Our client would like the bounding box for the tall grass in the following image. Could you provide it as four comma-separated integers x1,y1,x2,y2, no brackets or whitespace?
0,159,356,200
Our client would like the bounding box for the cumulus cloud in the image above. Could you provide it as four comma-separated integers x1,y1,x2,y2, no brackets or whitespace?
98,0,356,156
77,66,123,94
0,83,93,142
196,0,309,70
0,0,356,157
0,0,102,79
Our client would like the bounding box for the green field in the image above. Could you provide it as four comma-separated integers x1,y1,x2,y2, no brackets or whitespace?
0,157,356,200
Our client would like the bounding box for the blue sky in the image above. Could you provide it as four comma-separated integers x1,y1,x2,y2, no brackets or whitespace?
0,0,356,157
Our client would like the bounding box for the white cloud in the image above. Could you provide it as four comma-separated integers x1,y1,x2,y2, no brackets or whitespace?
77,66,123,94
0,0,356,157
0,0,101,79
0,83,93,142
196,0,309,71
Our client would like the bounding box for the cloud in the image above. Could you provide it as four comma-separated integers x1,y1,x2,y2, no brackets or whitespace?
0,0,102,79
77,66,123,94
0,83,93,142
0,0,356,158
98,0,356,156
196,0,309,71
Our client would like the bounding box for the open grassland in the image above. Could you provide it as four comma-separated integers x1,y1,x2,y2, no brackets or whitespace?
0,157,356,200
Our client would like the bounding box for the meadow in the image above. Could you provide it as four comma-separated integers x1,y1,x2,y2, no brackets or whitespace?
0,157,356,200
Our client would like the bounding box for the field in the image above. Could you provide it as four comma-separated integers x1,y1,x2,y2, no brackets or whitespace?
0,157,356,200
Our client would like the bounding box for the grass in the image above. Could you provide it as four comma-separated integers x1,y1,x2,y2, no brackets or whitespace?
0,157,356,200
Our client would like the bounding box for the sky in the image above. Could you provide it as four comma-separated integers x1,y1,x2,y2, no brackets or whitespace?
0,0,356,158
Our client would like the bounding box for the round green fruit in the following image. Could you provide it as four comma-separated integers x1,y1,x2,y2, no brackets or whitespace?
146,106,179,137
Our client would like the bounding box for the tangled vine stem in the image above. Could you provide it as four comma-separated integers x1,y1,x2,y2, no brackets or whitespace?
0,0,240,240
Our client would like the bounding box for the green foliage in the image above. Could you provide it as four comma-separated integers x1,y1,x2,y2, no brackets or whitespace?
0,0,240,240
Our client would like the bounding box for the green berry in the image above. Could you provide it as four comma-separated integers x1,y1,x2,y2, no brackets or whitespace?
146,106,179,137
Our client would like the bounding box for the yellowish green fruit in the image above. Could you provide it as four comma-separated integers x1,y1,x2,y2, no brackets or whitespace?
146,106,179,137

--

DESCRIPTION OF THE TASK: Format all the rows above as a numbered list, leaving out any blank lines.

THE SOLUTION:
1. Our client would like the bounding box for the tall grass in the following image. Could you provide it as four comma-separated integers x1,y1,x2,y2, no brackets or whitespace?
2. 0,159,356,200
3. Our client would like the bounding box for the cumulus cloud in the image above. Could you provide it as four comma-separated integers x1,y1,x2,y2, no brackets or whitespace?
4. 98,0,356,156
5. 77,66,123,94
6. 0,83,93,142
7. 196,0,309,70
8. 0,0,356,157
9. 0,0,102,79
10. Our client would like the bounding box for the green field in the image above. Could you provide it as four comma-separated integers x1,y1,x2,y2, no brackets or whitespace?
11. 0,157,356,200
12. Our client would like the bounding box for the blue sky in the image above. Could you provide it as four comma-separated integers x1,y1,x2,y2, no brackets or whitespace?
13. 0,0,356,157
14. Our client would like the bounding box for the white cloud in the image above. Could you provide it as four comma-separated integers x1,y1,x2,y2, no brackets or whitespace?
15. 77,66,123,94
16. 0,0,356,157
17. 0,0,101,79
18. 0,83,93,142
19. 196,0,309,71
20. Our client would like the bounding box for the cloud in the image above. Could you provide it as four comma-separated integers x1,y1,x2,y2, no brackets or whitespace?
21. 0,0,102,79
22. 77,66,123,94
23. 0,83,93,142
24. 0,0,356,158
25. 98,0,356,156
26. 196,0,309,71
27. Our client would like the bounding box for the open grassland in the image above. Could you provide it as four comma-separated integers x1,y1,x2,y2, no brackets or whitespace?
28. 0,157,356,200
29. Our client would like the bounding box for the meadow in the image above. Could you provide it as four comma-separated integers x1,y1,x2,y2, no brackets or whitespace?
30. 0,157,356,200
31. Our client would like the bounding box for the field in the image above. Could you provide it as four comma-separated integers x1,y1,x2,y2, no brackets or whitespace?
32. 0,157,356,200
33. Our client would like the bounding box for the grass in the image above. Could you provide it as four comma-separated integers x1,y1,x2,y2, no brackets or whitespace?
34. 0,157,356,200
35. Our client would like the bounding box for the sky in the image above. Could you provide it as four comma-separated integers x1,y1,x2,y2, no brackets or whitespace?
36. 0,0,356,158
37. Our client would like the bounding box for the round green fruit in the following image. Could you provide it as four comma-separated integers x1,y1,x2,y2, no brackets or whitespace?
38. 146,106,179,137
39. Our client would like the bounding box for the tangled vine stem in the image above. Could you provide it as four comma-separated integers x1,y1,x2,y2, no brackets or whitespace?
40. 0,0,240,240
41. Our client would like the bounding box for the green foliage in the image above. Could you provide it as four comma-separated integers x1,y1,x2,y2, no brackets or whitespace?
42. 0,0,240,240
43. Our client would like the bounding box for the green berry in the image above. Could you provide it as four comma-separated integers x1,y1,x2,y2, no brackets or whitespace?
44. 146,106,179,137
45. Our client would like the bounding box for the yellowish green fruit in the image above. Could you provide it as four comma-separated integers x1,y1,x2,y2, no brackets or whitespace?
46. 146,106,179,137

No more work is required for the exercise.